--- START Source passage ---

Background information
- Born: Loalwa Braz Vieira 3 June 1953 Jacarepaguá, Rio de Janeiro, Brazil
- Origin: Rio de Janeiro, Brazil
- Died: 19 January 2017 (aged 63) Saquarema, Rio de Janeiro, Brazil
- Occupation: Singer
- Years active: 1966–2017

= Loalwa Braz =

Brazilian pop singer (1953–2017)

Loalwa Braz Vieira (3 June 1953 – 19 January 2017) was a Brazilian singer, best known for providing the lead vocals for the French-Brazilian recording act Kaoma from 1989 to 1999.

Her biggest success was Lambada in 1989, a direct cover of the 1986 song "Chorando Se Foi" by Márcia Ferreira, which itself was a Portuguese version of the 1984 song "Llorando se fue" by Peruvian group Cuarteto Continental, which itself was an adaptation of the 1981 song by Los Kjarkas of the same name, which was composed by Ulises Hermosa and Gonzalo Hermosa.

Braz was fluent in four languages, and recorded songs in her native Portuguese, as well as in Spanish, French and English.

==Biography==
Braz was born in Jacarepaguá, Rio de Janeiro, to a family of musicians: her father was an orchestra leader and her mother was a popular and classical pianist. Braz learned to play the piano at the age of four, and started singing at the age of 13. She lived in Paris from 1985, and in Geneva from 2010 until her death in 2017.

--- END Source passage ---
--- START Information given ---

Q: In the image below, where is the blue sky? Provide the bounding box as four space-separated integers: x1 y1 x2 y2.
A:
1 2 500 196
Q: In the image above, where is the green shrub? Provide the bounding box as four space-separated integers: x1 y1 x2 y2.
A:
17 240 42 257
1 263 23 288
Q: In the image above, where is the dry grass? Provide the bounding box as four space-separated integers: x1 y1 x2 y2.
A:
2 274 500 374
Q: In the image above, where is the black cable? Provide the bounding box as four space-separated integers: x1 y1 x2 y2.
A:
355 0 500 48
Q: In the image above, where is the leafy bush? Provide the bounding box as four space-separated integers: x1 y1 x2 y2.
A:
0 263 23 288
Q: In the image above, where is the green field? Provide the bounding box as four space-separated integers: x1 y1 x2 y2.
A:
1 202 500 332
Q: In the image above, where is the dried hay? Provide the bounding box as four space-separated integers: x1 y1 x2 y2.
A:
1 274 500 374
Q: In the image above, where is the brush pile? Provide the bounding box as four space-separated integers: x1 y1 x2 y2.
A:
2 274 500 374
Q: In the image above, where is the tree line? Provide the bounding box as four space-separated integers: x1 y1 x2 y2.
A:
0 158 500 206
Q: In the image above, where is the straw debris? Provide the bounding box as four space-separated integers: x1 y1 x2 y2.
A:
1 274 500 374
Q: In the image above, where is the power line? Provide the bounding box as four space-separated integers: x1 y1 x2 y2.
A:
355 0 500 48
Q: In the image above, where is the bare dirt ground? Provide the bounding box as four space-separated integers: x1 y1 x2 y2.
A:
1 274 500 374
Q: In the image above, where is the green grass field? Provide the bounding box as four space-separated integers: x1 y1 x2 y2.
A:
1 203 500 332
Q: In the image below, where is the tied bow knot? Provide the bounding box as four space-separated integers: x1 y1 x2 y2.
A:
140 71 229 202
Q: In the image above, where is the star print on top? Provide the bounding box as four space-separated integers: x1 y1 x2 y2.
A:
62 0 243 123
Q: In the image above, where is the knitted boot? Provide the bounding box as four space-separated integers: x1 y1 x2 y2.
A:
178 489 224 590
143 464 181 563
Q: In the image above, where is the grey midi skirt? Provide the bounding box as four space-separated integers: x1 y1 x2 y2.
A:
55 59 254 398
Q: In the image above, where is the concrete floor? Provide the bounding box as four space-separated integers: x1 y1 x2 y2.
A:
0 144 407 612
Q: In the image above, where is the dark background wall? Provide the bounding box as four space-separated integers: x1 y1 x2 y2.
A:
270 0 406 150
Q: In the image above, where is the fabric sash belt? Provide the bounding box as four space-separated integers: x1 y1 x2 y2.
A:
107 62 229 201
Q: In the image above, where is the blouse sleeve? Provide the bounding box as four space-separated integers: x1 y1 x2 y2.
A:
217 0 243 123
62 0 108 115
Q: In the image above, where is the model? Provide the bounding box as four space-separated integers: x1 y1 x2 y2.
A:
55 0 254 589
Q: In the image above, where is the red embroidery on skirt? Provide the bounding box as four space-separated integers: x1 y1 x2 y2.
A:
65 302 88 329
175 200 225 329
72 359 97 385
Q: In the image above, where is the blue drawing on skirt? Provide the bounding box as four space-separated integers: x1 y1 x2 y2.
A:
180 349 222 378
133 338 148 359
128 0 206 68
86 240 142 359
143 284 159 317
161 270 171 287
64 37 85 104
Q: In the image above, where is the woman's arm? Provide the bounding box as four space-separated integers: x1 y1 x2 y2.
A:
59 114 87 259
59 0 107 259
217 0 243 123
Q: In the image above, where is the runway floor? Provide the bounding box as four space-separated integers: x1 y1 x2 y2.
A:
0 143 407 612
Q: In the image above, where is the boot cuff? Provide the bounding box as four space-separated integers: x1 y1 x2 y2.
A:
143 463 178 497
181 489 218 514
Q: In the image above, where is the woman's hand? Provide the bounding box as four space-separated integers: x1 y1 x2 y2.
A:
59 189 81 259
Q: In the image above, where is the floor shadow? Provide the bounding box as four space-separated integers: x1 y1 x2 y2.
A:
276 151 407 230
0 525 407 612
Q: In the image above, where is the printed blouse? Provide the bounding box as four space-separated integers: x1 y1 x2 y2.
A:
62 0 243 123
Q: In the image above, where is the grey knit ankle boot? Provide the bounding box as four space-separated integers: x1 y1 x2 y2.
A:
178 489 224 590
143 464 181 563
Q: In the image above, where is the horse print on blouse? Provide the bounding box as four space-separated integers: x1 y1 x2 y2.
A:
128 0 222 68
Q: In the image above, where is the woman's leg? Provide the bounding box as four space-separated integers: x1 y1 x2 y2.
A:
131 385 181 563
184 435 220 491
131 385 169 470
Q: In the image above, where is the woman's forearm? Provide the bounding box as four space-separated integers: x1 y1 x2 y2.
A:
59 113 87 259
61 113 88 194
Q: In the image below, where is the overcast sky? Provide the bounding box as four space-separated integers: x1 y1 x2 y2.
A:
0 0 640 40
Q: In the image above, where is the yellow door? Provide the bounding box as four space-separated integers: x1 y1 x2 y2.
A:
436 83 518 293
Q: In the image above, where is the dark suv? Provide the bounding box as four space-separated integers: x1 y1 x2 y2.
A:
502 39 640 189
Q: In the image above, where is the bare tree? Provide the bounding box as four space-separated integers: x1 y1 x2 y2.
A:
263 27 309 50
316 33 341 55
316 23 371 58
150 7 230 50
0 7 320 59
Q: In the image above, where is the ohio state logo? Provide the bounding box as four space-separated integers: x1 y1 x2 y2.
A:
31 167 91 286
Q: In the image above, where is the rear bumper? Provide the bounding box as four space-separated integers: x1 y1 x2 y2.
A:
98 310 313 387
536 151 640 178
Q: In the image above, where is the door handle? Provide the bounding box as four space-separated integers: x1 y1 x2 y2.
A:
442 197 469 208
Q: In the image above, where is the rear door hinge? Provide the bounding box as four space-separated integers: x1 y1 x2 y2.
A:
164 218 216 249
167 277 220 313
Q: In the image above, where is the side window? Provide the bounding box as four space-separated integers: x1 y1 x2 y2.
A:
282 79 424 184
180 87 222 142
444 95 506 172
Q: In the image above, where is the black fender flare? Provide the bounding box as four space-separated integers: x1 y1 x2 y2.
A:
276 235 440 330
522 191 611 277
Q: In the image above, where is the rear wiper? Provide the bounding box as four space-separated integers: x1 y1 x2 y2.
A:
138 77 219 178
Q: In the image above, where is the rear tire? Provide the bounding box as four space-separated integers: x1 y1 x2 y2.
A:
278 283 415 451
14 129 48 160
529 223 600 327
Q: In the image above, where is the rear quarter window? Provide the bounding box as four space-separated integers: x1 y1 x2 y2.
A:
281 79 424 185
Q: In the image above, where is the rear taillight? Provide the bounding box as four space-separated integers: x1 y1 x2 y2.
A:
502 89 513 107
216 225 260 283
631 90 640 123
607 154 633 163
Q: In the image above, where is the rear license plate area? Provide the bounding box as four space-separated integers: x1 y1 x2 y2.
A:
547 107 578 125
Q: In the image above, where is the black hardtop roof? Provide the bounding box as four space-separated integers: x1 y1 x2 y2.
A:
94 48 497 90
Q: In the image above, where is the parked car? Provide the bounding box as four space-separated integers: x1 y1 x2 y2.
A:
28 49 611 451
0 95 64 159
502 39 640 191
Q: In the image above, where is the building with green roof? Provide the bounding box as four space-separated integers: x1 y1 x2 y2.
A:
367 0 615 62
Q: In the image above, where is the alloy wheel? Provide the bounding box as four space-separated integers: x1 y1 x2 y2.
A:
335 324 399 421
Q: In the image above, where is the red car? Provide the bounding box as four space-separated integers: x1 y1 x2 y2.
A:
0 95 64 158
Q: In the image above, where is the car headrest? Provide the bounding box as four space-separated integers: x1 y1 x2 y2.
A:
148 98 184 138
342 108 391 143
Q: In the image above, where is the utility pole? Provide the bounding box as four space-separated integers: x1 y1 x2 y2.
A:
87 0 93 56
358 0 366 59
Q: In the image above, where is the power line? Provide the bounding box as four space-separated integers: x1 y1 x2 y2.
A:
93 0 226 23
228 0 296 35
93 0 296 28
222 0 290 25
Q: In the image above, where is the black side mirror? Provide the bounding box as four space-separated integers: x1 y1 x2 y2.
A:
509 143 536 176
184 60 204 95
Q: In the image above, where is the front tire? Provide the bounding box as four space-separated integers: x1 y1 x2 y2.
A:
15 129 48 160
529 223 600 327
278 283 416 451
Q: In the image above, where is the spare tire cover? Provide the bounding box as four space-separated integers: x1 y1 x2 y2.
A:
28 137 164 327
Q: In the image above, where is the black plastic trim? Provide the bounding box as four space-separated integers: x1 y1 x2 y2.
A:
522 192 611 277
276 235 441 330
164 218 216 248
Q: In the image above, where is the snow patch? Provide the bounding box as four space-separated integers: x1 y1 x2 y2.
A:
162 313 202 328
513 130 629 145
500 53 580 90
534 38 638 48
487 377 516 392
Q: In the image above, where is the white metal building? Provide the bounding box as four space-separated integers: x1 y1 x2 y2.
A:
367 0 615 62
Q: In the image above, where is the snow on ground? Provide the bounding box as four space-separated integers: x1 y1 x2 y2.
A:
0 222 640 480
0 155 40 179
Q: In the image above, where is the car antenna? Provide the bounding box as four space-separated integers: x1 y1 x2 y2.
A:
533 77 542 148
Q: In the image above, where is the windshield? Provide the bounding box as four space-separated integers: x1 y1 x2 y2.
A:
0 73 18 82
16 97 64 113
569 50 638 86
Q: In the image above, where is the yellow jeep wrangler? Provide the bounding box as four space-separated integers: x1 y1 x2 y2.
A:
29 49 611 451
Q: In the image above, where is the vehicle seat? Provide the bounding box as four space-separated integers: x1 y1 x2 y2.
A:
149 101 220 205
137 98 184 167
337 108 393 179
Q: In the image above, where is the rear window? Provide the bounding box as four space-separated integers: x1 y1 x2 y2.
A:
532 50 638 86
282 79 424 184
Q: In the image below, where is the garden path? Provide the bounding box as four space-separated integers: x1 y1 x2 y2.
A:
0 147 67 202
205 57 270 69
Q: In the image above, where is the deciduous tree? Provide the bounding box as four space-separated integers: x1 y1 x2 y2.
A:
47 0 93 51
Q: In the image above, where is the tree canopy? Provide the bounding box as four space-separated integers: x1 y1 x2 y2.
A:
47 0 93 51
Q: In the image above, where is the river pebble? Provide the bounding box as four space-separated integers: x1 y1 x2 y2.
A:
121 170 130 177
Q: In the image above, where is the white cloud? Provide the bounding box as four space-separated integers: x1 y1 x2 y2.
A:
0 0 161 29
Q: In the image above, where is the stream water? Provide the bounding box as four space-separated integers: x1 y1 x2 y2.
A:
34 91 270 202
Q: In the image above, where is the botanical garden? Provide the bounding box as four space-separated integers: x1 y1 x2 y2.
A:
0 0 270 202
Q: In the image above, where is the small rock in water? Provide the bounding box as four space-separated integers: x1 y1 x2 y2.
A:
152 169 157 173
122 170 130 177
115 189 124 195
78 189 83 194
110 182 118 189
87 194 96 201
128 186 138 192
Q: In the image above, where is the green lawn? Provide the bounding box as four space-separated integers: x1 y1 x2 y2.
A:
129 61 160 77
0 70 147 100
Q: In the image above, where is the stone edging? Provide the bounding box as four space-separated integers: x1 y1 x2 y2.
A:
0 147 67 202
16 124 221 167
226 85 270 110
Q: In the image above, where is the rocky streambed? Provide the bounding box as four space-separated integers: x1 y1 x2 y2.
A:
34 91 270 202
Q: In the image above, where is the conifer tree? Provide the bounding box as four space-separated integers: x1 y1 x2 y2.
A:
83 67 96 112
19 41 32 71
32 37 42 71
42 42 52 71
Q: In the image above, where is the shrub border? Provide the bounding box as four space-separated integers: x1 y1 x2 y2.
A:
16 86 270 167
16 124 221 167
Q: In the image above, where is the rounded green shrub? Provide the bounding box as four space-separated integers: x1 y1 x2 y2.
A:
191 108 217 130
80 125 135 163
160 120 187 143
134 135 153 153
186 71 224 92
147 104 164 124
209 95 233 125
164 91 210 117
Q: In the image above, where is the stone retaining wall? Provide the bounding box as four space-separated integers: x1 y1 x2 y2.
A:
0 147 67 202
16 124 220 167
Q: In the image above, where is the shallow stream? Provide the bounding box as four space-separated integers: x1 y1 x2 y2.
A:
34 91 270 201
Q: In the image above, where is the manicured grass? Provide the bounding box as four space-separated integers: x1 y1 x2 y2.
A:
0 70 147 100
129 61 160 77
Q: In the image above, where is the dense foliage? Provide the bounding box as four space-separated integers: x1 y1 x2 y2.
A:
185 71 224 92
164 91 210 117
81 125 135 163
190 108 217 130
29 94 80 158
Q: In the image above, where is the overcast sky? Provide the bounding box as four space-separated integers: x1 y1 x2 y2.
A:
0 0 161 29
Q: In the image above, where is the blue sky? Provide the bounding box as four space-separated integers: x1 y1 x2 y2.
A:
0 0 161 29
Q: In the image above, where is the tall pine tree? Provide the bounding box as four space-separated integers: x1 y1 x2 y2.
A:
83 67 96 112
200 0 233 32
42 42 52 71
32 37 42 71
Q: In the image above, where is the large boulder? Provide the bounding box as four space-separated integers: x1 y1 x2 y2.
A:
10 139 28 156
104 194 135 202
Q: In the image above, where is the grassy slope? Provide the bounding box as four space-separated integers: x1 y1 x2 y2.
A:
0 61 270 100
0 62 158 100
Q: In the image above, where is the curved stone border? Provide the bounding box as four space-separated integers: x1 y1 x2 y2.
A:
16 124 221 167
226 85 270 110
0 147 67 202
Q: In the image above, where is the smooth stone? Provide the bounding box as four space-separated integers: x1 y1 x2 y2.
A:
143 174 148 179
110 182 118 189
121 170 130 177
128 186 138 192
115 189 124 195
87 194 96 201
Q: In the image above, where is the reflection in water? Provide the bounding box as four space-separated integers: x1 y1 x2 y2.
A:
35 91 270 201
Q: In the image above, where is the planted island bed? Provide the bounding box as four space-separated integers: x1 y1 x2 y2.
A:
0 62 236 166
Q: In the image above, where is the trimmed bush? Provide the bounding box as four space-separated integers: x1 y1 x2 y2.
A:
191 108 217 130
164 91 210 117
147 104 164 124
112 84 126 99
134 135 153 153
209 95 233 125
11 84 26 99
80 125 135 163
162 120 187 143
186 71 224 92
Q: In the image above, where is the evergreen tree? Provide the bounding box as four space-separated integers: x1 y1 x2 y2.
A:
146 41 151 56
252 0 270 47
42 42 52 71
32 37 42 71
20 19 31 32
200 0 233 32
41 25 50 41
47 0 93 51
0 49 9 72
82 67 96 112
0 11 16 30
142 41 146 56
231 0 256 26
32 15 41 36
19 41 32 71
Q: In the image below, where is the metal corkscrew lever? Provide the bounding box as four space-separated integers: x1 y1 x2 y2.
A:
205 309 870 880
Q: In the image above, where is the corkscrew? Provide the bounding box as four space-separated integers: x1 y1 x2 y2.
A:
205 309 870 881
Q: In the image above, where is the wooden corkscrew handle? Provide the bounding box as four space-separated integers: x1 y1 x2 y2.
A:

--- END Information given ---

• **Exercises to complete**
1 – According to the Loalwa Braz article, at what age did Braz learn to play the piano?
2 – Continue the Loalwa Braz article from its last sentence.

• **Task-by-task answers**
1 – At the age of four.

2 –
Braz grew up surrounded by the rhythms of Brazil, which shone through her songs. Her natural gifts were strengthened by hard work. Braz quickly obtained many awards, and started performing at Rio's most prestigious night clubs. Her talent gained her the recognition of Brazil's greatest pop artists Gilberto Gil, Tim Maia, Alcione, Maria Bethânia, Emílio Santiago, Gal Costa, and Caetano Veloso, who became her stage and recording co-workers from 1975 to 1985. She moved to Paris in 1985, after her success at the Palais des Sports, with the show "Brésil en Fête".

Braz appeared at major show business venues: Paradis Latin, Méridien (Paris), Olympia ('88 and '92), TLP Dejazet, New Morning, Zenith, Madison Square Garden (New York City), and the London Palladium and Waldorf Astoria (both London).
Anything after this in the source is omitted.